INSTRUCTION:
Using the data below, repeat all of it precisely.

PROVIDED INFORMATION:

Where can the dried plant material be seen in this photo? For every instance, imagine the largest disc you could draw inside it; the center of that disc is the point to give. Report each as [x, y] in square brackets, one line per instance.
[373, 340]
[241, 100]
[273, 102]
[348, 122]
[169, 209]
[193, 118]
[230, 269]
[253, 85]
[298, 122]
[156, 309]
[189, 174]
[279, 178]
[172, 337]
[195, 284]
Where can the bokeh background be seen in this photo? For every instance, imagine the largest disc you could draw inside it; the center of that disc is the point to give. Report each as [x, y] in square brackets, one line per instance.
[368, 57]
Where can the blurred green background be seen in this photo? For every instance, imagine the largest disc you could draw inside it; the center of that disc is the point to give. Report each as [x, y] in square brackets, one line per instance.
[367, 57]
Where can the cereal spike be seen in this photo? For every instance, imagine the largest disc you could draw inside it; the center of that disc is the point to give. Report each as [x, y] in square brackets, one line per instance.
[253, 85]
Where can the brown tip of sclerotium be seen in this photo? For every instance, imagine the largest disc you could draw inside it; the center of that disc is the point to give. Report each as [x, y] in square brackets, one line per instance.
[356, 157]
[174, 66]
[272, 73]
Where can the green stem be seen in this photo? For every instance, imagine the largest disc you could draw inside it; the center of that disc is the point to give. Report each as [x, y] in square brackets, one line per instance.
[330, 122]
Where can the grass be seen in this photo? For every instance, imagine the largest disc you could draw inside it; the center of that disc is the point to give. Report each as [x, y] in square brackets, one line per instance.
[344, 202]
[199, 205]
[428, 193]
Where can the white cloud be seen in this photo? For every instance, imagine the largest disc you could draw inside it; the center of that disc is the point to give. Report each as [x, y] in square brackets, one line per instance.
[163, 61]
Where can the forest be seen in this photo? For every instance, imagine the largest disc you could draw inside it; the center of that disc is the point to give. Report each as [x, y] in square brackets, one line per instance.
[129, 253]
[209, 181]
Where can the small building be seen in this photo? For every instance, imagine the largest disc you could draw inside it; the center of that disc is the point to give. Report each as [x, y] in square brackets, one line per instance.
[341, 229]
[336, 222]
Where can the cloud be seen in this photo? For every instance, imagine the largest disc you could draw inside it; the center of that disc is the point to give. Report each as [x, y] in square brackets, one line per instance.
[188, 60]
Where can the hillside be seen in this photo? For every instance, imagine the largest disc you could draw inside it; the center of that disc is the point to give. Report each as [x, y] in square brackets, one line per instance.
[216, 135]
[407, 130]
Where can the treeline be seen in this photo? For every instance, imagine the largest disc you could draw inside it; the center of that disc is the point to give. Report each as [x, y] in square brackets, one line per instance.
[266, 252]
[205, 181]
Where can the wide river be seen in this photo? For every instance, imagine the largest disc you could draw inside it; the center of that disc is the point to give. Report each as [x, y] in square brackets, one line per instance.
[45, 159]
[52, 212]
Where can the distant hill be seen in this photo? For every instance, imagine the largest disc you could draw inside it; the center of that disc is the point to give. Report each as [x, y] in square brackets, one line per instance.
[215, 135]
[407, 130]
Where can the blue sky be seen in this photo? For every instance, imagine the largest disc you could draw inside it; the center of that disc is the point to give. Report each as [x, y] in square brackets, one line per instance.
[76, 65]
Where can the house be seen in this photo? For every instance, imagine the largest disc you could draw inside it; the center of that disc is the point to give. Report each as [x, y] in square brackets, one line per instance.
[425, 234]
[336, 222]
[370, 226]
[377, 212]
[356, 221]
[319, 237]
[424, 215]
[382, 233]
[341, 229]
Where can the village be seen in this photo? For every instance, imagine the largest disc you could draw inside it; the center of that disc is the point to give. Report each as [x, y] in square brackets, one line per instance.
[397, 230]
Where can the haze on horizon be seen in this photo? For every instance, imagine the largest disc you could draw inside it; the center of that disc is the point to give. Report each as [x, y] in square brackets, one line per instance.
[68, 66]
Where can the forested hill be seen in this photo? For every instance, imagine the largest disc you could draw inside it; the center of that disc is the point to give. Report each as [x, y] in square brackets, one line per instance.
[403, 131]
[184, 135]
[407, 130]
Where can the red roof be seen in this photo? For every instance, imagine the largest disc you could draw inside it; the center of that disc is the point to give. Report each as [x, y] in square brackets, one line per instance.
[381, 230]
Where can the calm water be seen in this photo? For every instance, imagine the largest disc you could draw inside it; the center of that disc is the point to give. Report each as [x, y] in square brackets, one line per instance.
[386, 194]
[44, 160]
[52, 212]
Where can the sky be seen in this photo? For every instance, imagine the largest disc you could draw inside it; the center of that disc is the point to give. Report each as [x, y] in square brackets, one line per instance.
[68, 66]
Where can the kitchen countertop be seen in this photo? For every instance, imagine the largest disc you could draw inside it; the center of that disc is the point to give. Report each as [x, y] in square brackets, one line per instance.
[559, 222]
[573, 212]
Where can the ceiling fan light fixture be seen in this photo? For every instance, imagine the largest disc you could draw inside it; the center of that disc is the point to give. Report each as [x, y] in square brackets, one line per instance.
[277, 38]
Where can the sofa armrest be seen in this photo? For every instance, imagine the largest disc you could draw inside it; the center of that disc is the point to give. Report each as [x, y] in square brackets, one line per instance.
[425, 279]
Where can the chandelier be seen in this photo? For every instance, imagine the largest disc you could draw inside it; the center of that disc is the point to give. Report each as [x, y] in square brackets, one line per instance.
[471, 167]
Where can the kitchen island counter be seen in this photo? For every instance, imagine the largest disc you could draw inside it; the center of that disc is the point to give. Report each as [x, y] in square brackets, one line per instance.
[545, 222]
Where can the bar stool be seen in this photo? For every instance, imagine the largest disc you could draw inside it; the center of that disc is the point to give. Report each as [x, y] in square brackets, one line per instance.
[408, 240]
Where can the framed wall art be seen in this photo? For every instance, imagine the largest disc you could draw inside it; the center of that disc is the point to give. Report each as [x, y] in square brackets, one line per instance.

FINAL RESULT:
Where can the dried plant material be seen in this photo? For every instance, imagine the largest disc you could draw inside it; the center of that disc is the point to give. Report each as [x, y] in square brackets, one line per instance.
[373, 340]
[241, 100]
[273, 102]
[348, 122]
[169, 209]
[193, 118]
[230, 269]
[253, 85]
[298, 122]
[156, 309]
[189, 174]
[279, 178]
[172, 337]
[195, 284]
Where can the bokeh background be seen in this photo? For every instance, imagine the largest disc you could draw inside it; the center of that disc is the point to give. Report each as [x, y] in square brackets, one line per instance.
[368, 57]
Where can the blurred green background be seen in this photo? For every instance, imagine the largest disc you could draw inside it; the center of that disc is the point to give. Report each as [x, y] in square brackets, one line per instance.
[367, 57]
Where can the cereal spike be seen in this photo? For every instance, imagine the largest disc you could draw inside it; the center of that disc is the point to give. Report each as [x, y] in square brackets, one line per instance.
[253, 85]
Where can the brown tip of sclerotium be seen in this photo? For every instance, imagine the largest disc you could draw inside it; the center of that disc is the point to give. Report each as [x, y] in square brackets, one line per instance.
[356, 157]
[174, 66]
[272, 73]
Where can the green stem be seen in this photo? For every instance, imagine the largest disc you could draw inside it; the center of that disc is the point to give. Report each as [x, y] in square brackets, one line per instance.
[330, 122]
Where can the grass be seen in this photo? For every instance, imagine the largest disc you could draw inside it; the center of that disc is the point to give. Report each as [x, y] in square brackets, one line per instance.
[344, 202]
[199, 205]
[428, 193]
Where can the white cloud be seen in this photo? For every instance, imagine the largest disc you could draw inside it; the center of that disc is the point to give. Report each as [x, y] in square brackets, one line per instance.
[163, 61]
Where can the forest be seen in this photo? For every instance, imagine the largest disc you could draw inside it; the center of that disc is the point to give. Report each as [x, y] in square brackets, one line per instance.
[129, 253]
[209, 181]
Where can the small building be seen in this photo? For every instance, imagine the largest disc you could draw inside it; the center of that disc is the point to give. Report each as [x, y] in square brackets, one line per instance.
[341, 229]
[336, 222]
Where can the cloud be seen in this photo? For every instance, imagine the largest disc you could draw inside it; the center of that disc is the point to give. Report each as [x, y] in square brackets, one line per instance.
[188, 60]
Where can the hillside be seen in this photo? For every instance, imagine the largest disc you could draw inside it; the center of that disc is the point to give. Report each as [x, y] in square brackets, one line per instance.
[216, 135]
[407, 130]
Where can the treeline be seen in this photo? For every instance, imagine the largest disc you could draw inside it; the center of that disc is the point to give. Report each as [x, y] in square brackets, one line per instance.
[266, 252]
[205, 181]
Where can the wide river be seen in this photo? For every instance, imagine the largest disc you could draw inside it; the center of that disc is the point to give. Report each as [x, y] in square brackets, one line per instance.
[45, 159]
[52, 212]
Where can the distant hill be seen in this photo? For every instance, imagine the largest disc you could draw inside it; the center of that disc is the point to give. Report each as [x, y] in square brackets, one line per instance.
[215, 135]
[407, 130]
Where can the blue sky be seen in this photo? For every instance, imagine the largest disc you could draw inside it; the center of that disc is the point to give. Report each as [x, y] in square brackets, one line per instance.
[76, 65]
Where can the house be seen in this photo? For every instance, imagine the largest disc you could draw inside it; the center of that disc is the point to give. Report each as [x, y] in square brackets, one line per instance.
[425, 234]
[336, 222]
[370, 226]
[377, 212]
[356, 221]
[319, 237]
[424, 215]
[382, 233]
[341, 229]
Where can the village be seen in this photo? For every instance, imagine the largest disc you could draw inside it; the center of that disc is the point to give. Report each as [x, y] in square brackets, one line per instance.
[397, 230]
Where can the haze on horizon be seen in this photo? For every instance, imagine the largest disc you could draw inside it; the center of that disc is the point to give. Report each as [x, y] in square brackets, one line per instance.
[68, 66]
Where can the forested hill be seen in this photo? For every instance, imagine the largest disc you could draw inside it; the center of that disc is the point to give. Report each as [x, y] in square brackets, one line per instance.
[403, 131]
[184, 135]
[407, 130]
Where can the red roof be seen in this photo? For every instance, imagine the largest disc you could draw inside it; the center of that disc is the point to give. Report each as [x, y] in square brackets, one line per instance.
[381, 230]
Where can the calm water be seen in this photo? For every instance, imagine the largest disc you could draw inside it; the center of that disc is the point to give. Report each as [x, y] in square brackets, one line per instance.
[386, 194]
[44, 160]
[52, 212]
Where can the sky be seen in this photo? For every instance, imagine the largest disc you could draw inside it; the center of that disc is the point to give. Report each as [x, y] in square brackets, one line per instance.
[68, 66]
Where can the kitchen countertop be seen in this photo? For every instance, imagine the largest disc you could draw inside it; the center of that disc is the point to give. Report each as [x, y] in square brackets, one line per instance.
[559, 222]
[573, 212]
Where can the ceiling fan light fixture be seen in this photo? For every instance, imagine the largest disc you could draw inside it; the center of that disc is the point to give. Report each as [x, y] in square brackets, one line per instance.
[277, 38]
Where can the sofa armrest be seen in this photo? For every instance, imagine the largest disc you could draw inside it; the center of that disc is the point to give. Report each as [x, y] in square brackets, one line per instance.
[425, 279]
Where can the chandelier be seen in this photo? For every instance, imagine the largest disc you could draw inside it; the center of that disc is the point to give. Report each as [x, y] in square brackets, one line per instance.
[471, 167]
Where can the kitchen island counter be seen in this photo? For every instance, imagine the largest disc you could draw inside it; the center of that disc is the point to give. Report each as [x, y] in square brackets, one line per instance.
[545, 222]
Where can the bar stool be seen in this photo? For every instance, imagine the largest disc you could draw inside it; the center of that disc is the point to give. Report each as [x, y] in square brackets, one line per instance.
[408, 240]
Where can the framed wall art be seen in this photo? For every instance, imagine the largest disc you could draw inside it; the center of that disc is the point to give. Report each as [x, y] in square brackets, one line per instance.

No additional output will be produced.